(Dataset records)
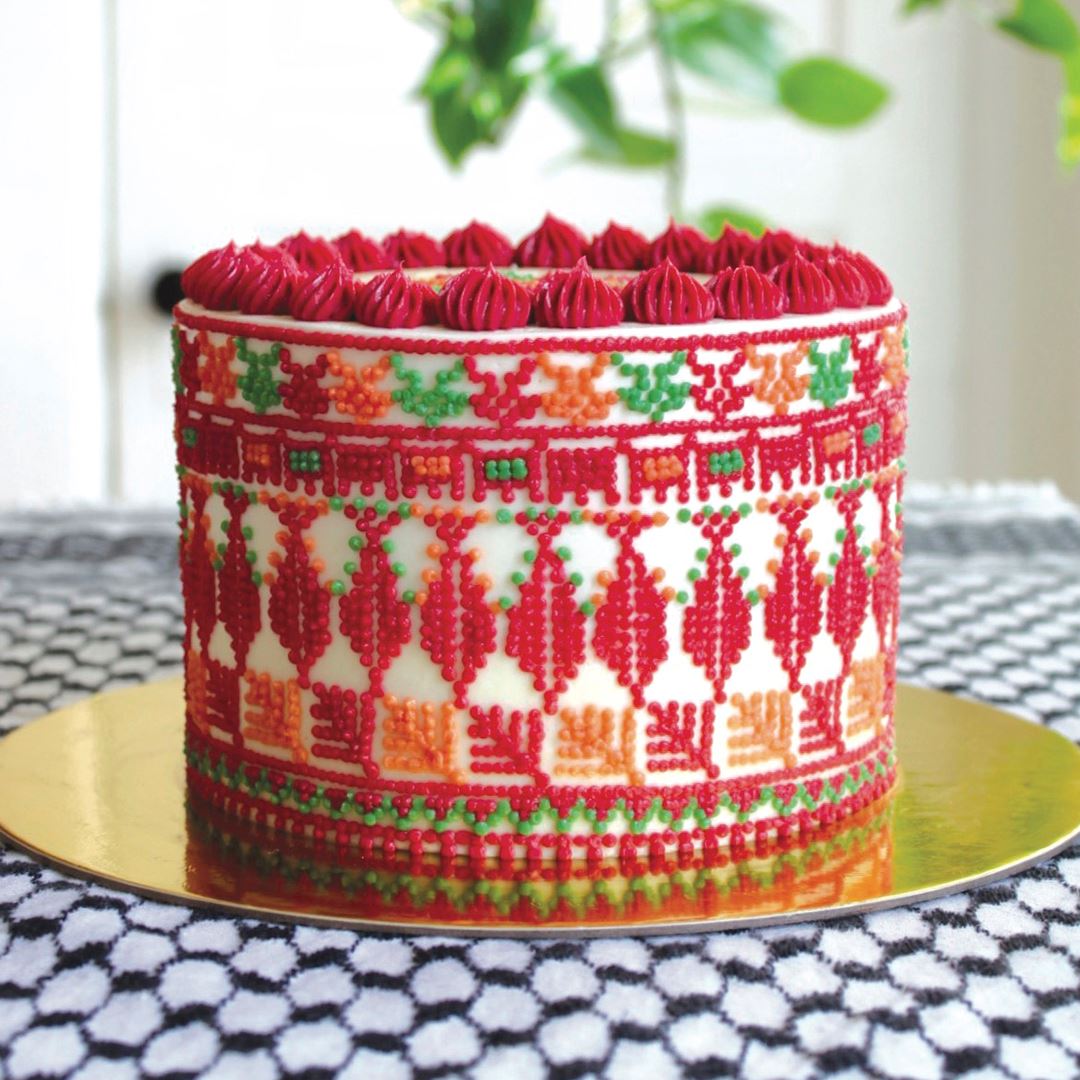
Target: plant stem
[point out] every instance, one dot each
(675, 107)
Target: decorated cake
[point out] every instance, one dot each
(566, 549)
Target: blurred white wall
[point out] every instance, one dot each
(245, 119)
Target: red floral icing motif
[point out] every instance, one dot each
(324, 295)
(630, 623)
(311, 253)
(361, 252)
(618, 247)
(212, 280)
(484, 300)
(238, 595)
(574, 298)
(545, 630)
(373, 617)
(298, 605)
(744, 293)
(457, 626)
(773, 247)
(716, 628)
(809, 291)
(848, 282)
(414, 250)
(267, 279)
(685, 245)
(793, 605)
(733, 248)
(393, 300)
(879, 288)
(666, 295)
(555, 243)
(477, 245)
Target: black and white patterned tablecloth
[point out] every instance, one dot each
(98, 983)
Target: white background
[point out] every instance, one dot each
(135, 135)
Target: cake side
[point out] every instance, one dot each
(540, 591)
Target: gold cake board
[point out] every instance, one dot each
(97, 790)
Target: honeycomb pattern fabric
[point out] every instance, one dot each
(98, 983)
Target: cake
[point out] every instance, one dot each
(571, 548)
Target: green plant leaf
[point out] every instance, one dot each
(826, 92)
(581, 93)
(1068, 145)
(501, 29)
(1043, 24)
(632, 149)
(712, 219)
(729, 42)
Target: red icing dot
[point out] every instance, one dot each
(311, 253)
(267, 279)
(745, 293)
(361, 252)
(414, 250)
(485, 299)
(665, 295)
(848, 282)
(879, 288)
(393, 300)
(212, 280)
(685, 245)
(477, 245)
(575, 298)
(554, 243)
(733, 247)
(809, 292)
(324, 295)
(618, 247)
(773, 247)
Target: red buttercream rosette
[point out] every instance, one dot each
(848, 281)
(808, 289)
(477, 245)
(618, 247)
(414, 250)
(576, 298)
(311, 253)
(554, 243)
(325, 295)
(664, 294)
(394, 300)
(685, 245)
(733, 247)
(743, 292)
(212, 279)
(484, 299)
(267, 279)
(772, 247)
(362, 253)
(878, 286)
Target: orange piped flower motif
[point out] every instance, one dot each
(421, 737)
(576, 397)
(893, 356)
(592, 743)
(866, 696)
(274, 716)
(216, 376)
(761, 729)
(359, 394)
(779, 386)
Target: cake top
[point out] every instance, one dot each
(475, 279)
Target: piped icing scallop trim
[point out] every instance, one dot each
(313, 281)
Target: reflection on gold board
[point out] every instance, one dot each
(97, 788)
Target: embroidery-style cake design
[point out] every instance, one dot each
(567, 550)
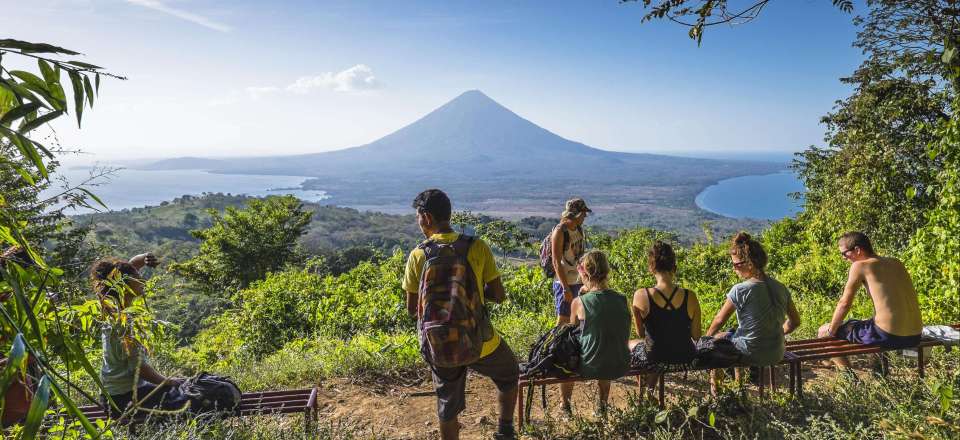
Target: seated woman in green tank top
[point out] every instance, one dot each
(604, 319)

==

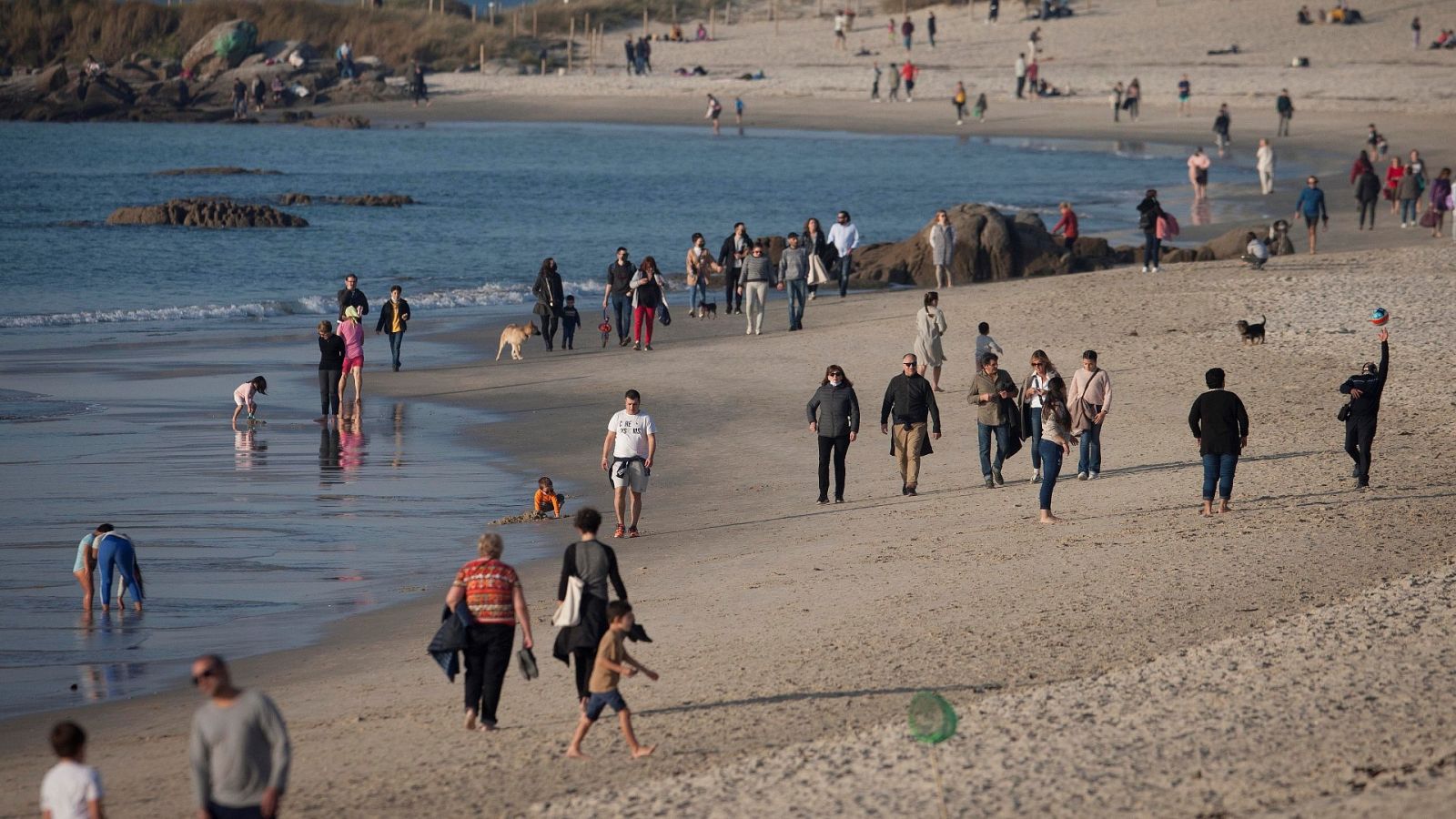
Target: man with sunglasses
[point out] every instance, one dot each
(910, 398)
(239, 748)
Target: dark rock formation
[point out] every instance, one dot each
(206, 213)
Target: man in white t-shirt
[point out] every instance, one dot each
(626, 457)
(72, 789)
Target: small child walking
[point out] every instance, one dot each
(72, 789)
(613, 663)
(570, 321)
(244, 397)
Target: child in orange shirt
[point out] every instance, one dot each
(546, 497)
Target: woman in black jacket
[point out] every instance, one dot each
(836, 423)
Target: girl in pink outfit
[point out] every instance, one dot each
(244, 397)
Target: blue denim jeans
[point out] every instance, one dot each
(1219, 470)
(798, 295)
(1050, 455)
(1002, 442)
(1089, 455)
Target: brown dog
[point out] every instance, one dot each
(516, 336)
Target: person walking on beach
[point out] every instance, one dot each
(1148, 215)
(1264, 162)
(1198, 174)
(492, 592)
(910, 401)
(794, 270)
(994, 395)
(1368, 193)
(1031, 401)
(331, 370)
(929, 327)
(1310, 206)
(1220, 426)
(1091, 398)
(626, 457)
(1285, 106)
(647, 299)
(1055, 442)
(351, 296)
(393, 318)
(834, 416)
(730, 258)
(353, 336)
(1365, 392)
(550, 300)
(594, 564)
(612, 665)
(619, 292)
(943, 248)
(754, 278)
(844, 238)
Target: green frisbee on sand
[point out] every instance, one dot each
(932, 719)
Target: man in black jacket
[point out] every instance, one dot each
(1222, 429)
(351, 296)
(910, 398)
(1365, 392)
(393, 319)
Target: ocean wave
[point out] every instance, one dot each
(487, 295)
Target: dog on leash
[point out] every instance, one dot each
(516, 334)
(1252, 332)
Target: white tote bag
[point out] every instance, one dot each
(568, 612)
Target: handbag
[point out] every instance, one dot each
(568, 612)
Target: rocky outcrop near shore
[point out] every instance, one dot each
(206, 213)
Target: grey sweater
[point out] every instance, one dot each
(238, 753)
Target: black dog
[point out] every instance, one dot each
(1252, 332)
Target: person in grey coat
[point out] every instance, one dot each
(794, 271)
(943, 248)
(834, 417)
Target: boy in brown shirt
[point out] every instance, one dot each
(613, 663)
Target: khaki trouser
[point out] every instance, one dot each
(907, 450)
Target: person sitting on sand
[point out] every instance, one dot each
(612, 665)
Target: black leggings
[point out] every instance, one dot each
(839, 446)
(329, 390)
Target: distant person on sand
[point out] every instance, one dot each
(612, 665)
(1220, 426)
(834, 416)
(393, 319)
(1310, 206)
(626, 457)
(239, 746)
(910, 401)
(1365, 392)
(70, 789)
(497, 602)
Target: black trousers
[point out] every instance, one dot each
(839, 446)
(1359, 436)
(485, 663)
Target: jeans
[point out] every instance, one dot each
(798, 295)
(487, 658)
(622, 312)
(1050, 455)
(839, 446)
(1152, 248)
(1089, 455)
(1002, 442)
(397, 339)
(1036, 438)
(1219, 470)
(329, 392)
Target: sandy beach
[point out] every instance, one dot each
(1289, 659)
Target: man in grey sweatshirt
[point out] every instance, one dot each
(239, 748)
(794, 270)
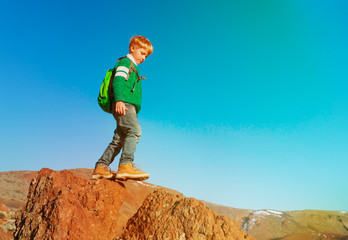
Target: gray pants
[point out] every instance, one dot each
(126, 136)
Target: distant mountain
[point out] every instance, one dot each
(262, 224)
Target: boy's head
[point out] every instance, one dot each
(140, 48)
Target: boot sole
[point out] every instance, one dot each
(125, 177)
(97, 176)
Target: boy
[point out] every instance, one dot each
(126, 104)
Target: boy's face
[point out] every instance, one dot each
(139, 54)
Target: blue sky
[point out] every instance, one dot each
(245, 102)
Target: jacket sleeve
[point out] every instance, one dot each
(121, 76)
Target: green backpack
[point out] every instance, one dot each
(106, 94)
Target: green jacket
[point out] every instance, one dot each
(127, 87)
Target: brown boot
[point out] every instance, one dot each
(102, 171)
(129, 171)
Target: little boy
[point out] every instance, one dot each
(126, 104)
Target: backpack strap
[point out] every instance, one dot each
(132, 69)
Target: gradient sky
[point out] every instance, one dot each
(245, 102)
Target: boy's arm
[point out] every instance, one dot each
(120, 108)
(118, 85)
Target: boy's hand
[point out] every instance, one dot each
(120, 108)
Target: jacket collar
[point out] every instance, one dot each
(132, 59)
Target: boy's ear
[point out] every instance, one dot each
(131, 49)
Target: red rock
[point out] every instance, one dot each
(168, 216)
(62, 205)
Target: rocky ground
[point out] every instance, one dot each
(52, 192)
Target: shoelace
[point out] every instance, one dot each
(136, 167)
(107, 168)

Short problem: Show every line from the data above that contains the word "cake", treating uppercase and lowercase as different.

Complete response:
Target: decorated cake
Target: cake side
Target: gold cake board
Target: cake
Target: cake top
Target: embroidery-style cake design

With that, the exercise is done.